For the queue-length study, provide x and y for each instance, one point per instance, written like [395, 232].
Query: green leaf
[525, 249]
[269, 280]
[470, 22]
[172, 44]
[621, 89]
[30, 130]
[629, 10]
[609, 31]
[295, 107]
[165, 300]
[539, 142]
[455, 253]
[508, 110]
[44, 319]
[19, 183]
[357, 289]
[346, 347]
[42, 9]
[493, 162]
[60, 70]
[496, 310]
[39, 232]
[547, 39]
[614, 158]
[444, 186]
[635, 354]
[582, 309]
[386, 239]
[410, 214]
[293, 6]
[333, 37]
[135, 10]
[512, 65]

To do.
Render the rows above as a Markdown table with two columns, Nr and Line, numbering each non-blank line in order and omitting blank lines.

Reply.
| Nr | Line |
|---|---|
| 1 | For the queue-length study, provide x and y for each instance, one point per instance, written like [395, 232]. |
| 2 | Query: green leaf |
| 3 | [525, 249] |
| 4 | [269, 280] |
| 5 | [470, 22] |
| 6 | [172, 44] |
| 7 | [621, 89] |
| 8 | [30, 130] |
| 9 | [629, 10] |
| 10 | [609, 31] |
| 11 | [295, 107] |
| 12 | [165, 300] |
| 13 | [539, 142] |
| 14 | [455, 253] |
| 15 | [508, 110] |
| 16 | [44, 319] |
| 17 | [19, 183] |
| 18 | [357, 289] |
| 19 | [346, 347] |
| 20 | [42, 9] |
| 21 | [493, 162] |
| 22 | [60, 70] |
| 23 | [496, 310] |
| 24 | [39, 232] |
| 25 | [547, 39] |
| 26 | [614, 158] |
| 27 | [444, 186] |
| 28 | [635, 354] |
| 29 | [582, 309] |
| 30 | [386, 239] |
| 31 | [410, 214] |
| 32 | [293, 6] |
| 33 | [333, 37] |
| 34 | [135, 10] |
| 35 | [512, 65] |